◆ DATASET CONTENT ◆
# # # # # # #
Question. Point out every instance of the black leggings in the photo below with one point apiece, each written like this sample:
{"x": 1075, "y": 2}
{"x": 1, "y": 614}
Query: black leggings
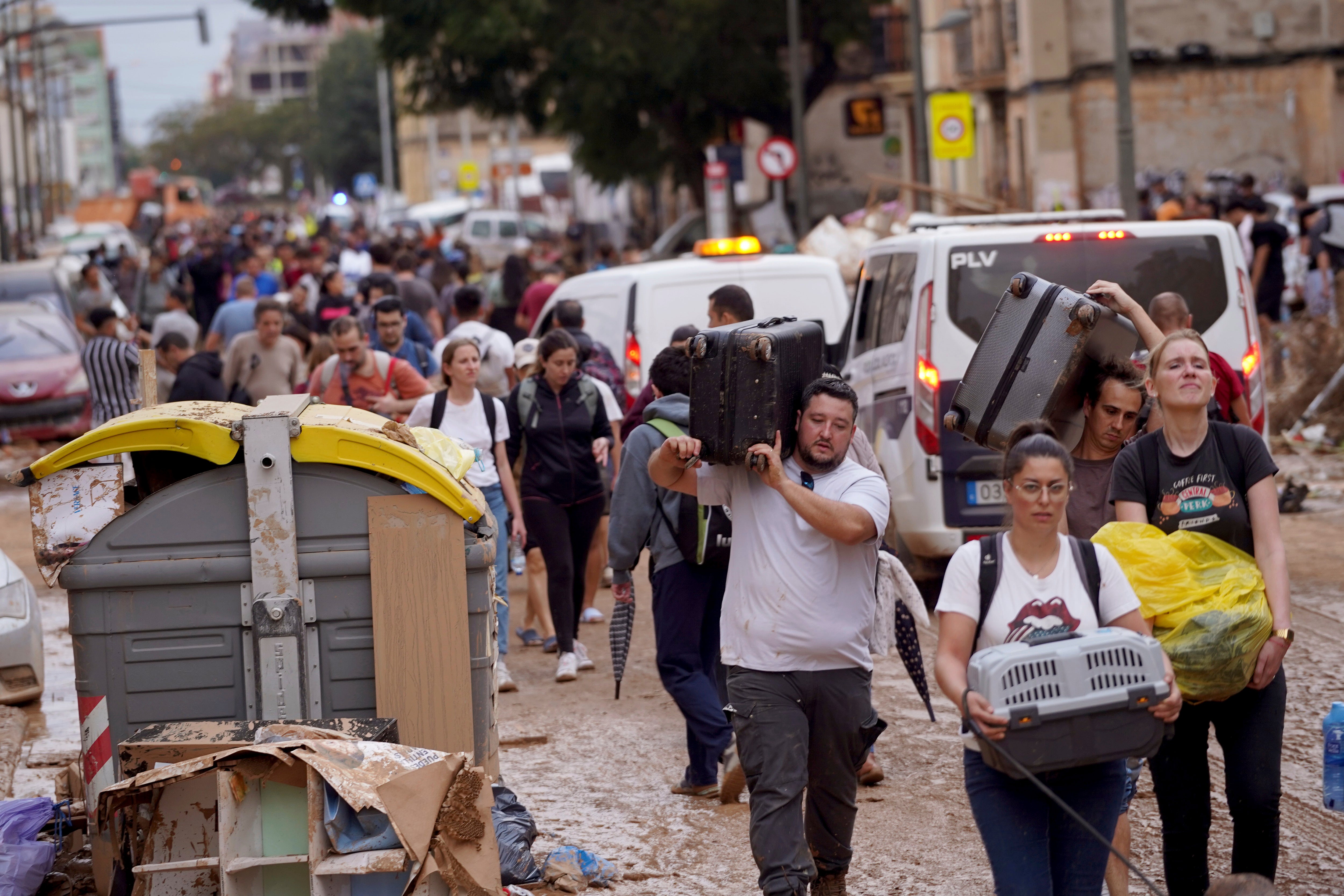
{"x": 565, "y": 535}
{"x": 1249, "y": 726}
# # # # # # #
◆ SET EXERCISE ◆
Give the data again with every "black leggings" swapped for "gray leggings" and nothing else changed, and leave out the pictures.

◆ SOLUTION FOR THIS TASK ◆
Question. Point out every instance of the gray leggings in the photo below with one point apiece, each written like this sample:
{"x": 1075, "y": 2}
{"x": 1, "y": 614}
Query: gray leggings
{"x": 565, "y": 535}
{"x": 1249, "y": 726}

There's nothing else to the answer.